Output the full listing below exactly as it reads, and skip anything that is a picture.

**Task input:**
==================================================
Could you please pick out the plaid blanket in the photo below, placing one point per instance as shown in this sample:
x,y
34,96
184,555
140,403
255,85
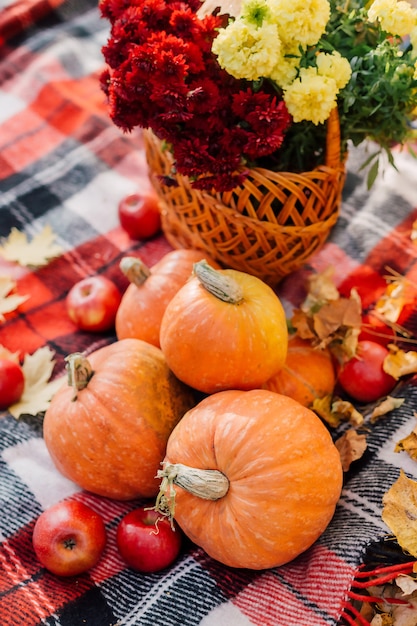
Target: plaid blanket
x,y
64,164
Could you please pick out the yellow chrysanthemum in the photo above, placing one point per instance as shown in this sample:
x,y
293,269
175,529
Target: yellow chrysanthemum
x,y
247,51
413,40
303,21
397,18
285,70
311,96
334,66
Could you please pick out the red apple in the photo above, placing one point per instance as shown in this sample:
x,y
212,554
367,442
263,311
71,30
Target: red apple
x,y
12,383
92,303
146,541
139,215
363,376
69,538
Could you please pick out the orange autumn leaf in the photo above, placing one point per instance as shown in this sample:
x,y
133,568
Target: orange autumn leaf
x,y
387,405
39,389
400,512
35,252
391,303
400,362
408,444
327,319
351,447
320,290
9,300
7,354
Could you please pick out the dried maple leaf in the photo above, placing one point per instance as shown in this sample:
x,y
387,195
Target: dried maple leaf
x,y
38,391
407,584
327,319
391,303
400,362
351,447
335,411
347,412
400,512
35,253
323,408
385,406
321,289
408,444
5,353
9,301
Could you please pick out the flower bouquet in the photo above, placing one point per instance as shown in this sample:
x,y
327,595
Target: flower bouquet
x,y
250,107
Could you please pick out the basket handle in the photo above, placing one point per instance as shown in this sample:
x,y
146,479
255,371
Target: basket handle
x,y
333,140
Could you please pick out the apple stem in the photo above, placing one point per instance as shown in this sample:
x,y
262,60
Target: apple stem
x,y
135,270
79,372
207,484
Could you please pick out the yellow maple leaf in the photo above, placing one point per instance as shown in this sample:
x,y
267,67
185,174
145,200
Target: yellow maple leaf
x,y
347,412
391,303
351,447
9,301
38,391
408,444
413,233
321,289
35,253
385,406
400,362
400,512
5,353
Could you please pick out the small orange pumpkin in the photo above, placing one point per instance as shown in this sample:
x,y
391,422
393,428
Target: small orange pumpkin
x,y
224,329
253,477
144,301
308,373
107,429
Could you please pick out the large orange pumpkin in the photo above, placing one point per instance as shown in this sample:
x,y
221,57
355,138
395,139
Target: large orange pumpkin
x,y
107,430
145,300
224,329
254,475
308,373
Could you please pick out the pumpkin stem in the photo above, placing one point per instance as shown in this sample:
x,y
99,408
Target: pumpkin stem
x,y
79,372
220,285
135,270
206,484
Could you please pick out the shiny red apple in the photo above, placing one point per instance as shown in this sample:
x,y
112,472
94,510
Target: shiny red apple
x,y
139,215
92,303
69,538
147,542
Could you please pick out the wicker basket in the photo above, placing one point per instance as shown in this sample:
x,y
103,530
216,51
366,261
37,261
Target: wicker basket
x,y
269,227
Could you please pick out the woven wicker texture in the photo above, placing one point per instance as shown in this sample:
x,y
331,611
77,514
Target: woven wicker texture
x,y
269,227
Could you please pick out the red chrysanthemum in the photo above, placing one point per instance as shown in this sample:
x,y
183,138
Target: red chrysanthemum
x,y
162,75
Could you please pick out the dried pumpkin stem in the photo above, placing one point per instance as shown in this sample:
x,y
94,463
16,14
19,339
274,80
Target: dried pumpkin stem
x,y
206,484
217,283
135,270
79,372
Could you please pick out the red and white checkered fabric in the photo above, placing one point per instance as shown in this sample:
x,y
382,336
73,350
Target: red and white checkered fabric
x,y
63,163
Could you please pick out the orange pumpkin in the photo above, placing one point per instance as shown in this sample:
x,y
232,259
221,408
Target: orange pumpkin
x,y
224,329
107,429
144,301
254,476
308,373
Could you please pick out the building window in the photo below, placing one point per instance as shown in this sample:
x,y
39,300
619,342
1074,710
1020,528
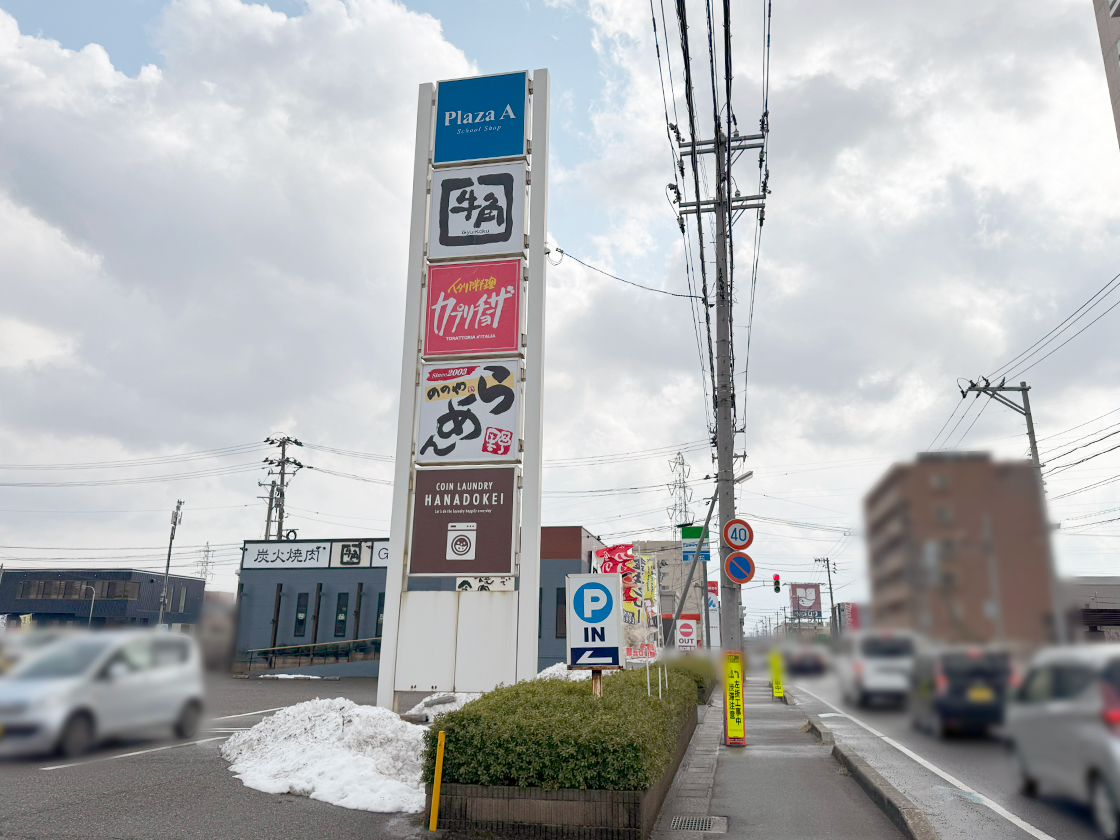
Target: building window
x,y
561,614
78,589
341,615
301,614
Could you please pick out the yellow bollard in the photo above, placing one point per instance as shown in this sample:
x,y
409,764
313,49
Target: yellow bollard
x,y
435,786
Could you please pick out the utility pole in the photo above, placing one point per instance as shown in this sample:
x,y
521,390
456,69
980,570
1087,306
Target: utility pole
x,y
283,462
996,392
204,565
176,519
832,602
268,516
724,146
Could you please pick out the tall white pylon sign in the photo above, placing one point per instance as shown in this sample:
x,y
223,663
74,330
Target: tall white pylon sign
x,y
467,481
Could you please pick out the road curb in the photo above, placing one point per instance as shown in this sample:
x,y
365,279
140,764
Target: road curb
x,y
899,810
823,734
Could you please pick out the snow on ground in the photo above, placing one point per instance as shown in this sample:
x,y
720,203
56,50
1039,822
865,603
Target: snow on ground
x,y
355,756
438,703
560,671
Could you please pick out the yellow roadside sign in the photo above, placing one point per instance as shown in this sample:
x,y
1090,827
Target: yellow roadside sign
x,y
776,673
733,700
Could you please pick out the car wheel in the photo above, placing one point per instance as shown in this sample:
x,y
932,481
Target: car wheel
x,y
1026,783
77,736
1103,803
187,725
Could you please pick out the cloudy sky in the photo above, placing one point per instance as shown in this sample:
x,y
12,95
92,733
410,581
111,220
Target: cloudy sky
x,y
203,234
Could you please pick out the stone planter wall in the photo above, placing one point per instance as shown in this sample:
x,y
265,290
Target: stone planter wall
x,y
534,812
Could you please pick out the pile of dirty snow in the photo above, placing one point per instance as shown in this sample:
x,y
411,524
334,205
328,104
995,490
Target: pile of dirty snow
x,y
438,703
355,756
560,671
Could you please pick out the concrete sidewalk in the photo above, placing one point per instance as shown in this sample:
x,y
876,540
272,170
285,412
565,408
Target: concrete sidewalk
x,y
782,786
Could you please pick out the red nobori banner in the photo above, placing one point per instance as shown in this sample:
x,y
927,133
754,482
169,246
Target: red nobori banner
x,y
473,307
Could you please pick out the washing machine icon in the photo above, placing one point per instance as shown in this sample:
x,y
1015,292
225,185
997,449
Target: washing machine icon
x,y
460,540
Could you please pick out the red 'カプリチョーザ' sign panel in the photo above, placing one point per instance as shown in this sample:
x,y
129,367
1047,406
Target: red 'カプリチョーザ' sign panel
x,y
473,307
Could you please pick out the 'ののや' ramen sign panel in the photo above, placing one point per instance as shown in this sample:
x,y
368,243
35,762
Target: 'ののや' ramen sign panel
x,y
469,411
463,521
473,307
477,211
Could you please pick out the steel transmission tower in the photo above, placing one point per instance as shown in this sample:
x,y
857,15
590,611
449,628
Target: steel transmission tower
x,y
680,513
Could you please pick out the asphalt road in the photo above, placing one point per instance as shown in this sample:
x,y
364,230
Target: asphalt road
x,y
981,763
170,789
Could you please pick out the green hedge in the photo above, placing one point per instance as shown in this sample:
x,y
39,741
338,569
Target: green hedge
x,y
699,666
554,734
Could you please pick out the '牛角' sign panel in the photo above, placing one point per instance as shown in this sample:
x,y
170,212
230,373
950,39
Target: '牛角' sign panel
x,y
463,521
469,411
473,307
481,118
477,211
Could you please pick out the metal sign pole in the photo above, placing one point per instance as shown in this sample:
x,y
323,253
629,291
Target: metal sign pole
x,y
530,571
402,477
==================================================
**Reply:**
Could you please pick out the plaid blanket in the photo below, placing one point per instance as shown in this sample:
x,y
34,96
184,555
140,403
255,85
Target: plaid blanket
x,y
64,164
Could you please pick out the yellow chrysanthemum in the photo above, placing one point per instance as shown in this sample:
x,y
293,269
175,529
Target: yellow chrysanthemum
x,y
247,51
413,40
303,21
397,18
285,70
311,96
334,66
Could you please pick out the red apple in the photo above, placing one point per instance as shown in this sample:
x,y
212,554
367,442
263,311
71,30
Target: red apple
x,y
12,383
92,303
146,541
139,215
363,376
69,538
Could you please pick out the orange autumn leaf in the photo above, placing one point per instance as shown in this sample:
x,y
133,568
Target: orange autumn leaf
x,y
387,405
39,389
400,512
35,252
391,303
400,362
408,444
327,319
351,447
320,290
9,300
7,354
Could you please pick out the dried maple leaf in the photo above, placing one point per instance as shown in this sample:
x,y
387,195
Target: dried maple leaf
x,y
38,391
407,584
327,319
391,303
400,362
351,447
335,411
347,412
400,512
35,253
323,408
385,406
321,289
408,444
5,353
9,301
Could you please pick out the flower bouquet in the photo above, placing one point per instance as shown in this sample:
x,y
327,595
Target: flower bouquet
x,y
250,107
Could you please pick out the basket handle in the photo above, placing one point per instance as shown in this sample:
x,y
146,479
255,371
Target: basket handle
x,y
333,140
Could you please pick out the apple stem in the photo above, placing one point per instance as shown in this sample:
x,y
262,60
Target: apple stem
x,y
135,270
79,372
207,484
Could you please pick out the yellow maple leaf in the photo above, placing one point per instance as shown in this sample:
x,y
267,67
185,174
145,200
Target: yellow maple leaf
x,y
347,412
391,303
351,447
9,301
38,391
408,444
413,233
321,289
35,253
385,406
400,362
400,512
5,353
Could you please pick out the small orange pumpkin in the photo above, placing one point per instance as shown in this sample:
x,y
391,422
393,428
Target: small orange pumpkin
x,y
224,329
253,477
144,301
308,373
107,429
Could you please pick out the large orange pumpkin in the photo above, placing one point per instance as shown in this sample:
x,y
221,57
355,138
395,139
Target: large orange pumpkin
x,y
107,430
145,300
224,329
254,475
308,373
Could you please pick out the pumpkin stem in the photo above, placing one point per instance as shown in this sample:
x,y
99,408
Target: pumpkin stem
x,y
79,372
220,285
135,270
206,484
Could you please pick out the shiny red apple in the photo above, placing one point per instance as shown in this sample:
x,y
112,472
94,510
Target: shiny red apple
x,y
139,215
92,303
69,538
147,542
Could you please pick out the wicker basket in the photo above, placing one point per instance as shown in this sample:
x,y
103,530
216,51
366,261
37,261
Target: wicker basket
x,y
269,227
Could you please pick out the woven wicker texture in the photo above, placing one point per instance as shown in this sample:
x,y
331,611
77,514
Target: woven wicker texture
x,y
269,227
Could you please pick out the red chrysanthemum in the photo above, placing one point per instance as shown in this sample:
x,y
183,138
Target: red chrysanthemum
x,y
162,75
Could you please pick out the dried pumpkin stem in the photo above, placing one point per instance as shown in this sample:
x,y
94,463
16,14
19,339
274,80
Target: dried pumpkin stem
x,y
206,484
217,283
135,270
79,372
Could you please pick out the red and white checkered fabric in the photo above, placing one point per instance as shown in this sample:
x,y
382,336
73,350
Target: red and white checkered fabric
x,y
63,163
Could you please pick out the orange pumpkin in the photo above, placing one point per instance as shown in this sample:
x,y
232,259
221,408
Target: orange pumpkin
x,y
224,329
107,429
144,301
254,476
308,373
Could you please pick out the building window in the photo below, placing one point per instance as shown in this sample:
x,y
39,300
619,342
1074,710
1020,528
Target: building window
x,y
561,614
78,589
341,615
301,614
Could you please pick out the yellow bollard in the photo above, placing one point per instance as shown in this sample:
x,y
409,764
313,49
Target: yellow bollard
x,y
435,786
Could you please pick out the utility pole in the photo above, placing one point per instance as shown in this sample:
x,y
521,390
456,69
980,570
1087,306
Target: utility pole
x,y
283,462
996,392
204,565
176,519
832,602
268,516
724,146
Could you please pick out the tall white pylon sign in the photo above, placing one point per instance as shown in this sample:
x,y
223,663
74,330
Target: tall white pylon sign
x,y
467,481
Could you please pick out the road curb in the photo above, placing one point per instance as shown in this sample:
x,y
365,279
140,764
Target: road curb
x,y
899,810
823,734
Could you please pick out the snow on ground in the photo above, placing one point per instance as shown in this sample:
x,y
720,203
56,50
1039,822
865,603
Target: snow on ground
x,y
355,756
438,703
560,671
Could you please pick out the yellow roadside sign in the photo above, placing one point per instance as shown in this sample:
x,y
1090,827
Target: yellow roadside sign
x,y
776,673
733,700
Could you please pick out the car wheel in the photo above, placing one point per instance as shown in this sample:
x,y
932,481
Target: car wheel
x,y
1026,783
77,736
1103,803
187,725
Could you please pick out the cloudy sky in the photo above, placing one point per instance as shown in this sample:
x,y
12,95
92,733
410,581
111,220
Target: cloudy sky
x,y
203,234
Could you please pick out the stone planter wall in the photo above, placing one point per instance as shown in this sample:
x,y
265,290
Target: stone planter wall
x,y
534,812
Could you please pick out the pile of dirty snow in the photo above, placing one point per instance as shown in this sample:
x,y
411,524
334,205
328,104
995,490
Target: pile of dirty snow
x,y
438,703
355,756
560,671
Could you please pick out the concrete sidewalk in the photo above, placing one point per instance as shown in this sample:
x,y
876,540
272,170
285,412
565,408
Target: concrete sidewalk
x,y
782,786
Could you please pick out the red nobori banner in the photo above, placing one point per instance as shown in this sample:
x,y
927,133
754,482
169,246
Target: red nobori banner
x,y
473,307
Could you please pick out the washing machine icon in the photo above, placing one point per instance as shown in this sample:
x,y
1015,292
225,185
997,449
Target: washing machine icon
x,y
460,540
Could you please pick out the red 'カプリチョーザ' sign panel in the photo above, placing one point per instance as shown in this sample:
x,y
129,367
1047,406
Target: red 'カプリチョーザ' sign panel
x,y
473,307
Could you please pick out the 'ののや' ramen sign panel in the photo above, placing one point per instance as shown in this sample:
x,y
368,243
35,762
Target: 'ののや' ramen sign panel
x,y
469,411
463,521
473,307
477,211
Could you please pick out the steel transmission tower in the photo above, placing one point per instance as shown in this sample:
x,y
857,15
590,611
449,628
Target: steel transmission tower
x,y
680,513
Could you please pick out the asphalt road in the photo above, placing one point per instance as shown in this sample:
x,y
364,230
Target: asphalt road
x,y
981,763
170,789
Could you please pick out the green hedge in the photo above, placing one point per instance as shown in this sample:
x,y
39,741
338,569
Target: green hedge
x,y
699,666
554,734
Could you please pick out the '牛角' sign panel in the photo above, placing one point per instance as shown in this sample:
x,y
170,212
230,373
950,39
Target: '牛角' sign panel
x,y
463,521
469,411
473,307
481,118
477,211
Could you please pick out the metal sign pole in the photo above, placing one point per instance as shown in this sample:
x,y
323,253
629,291
Target: metal sign pole
x,y
530,571
402,477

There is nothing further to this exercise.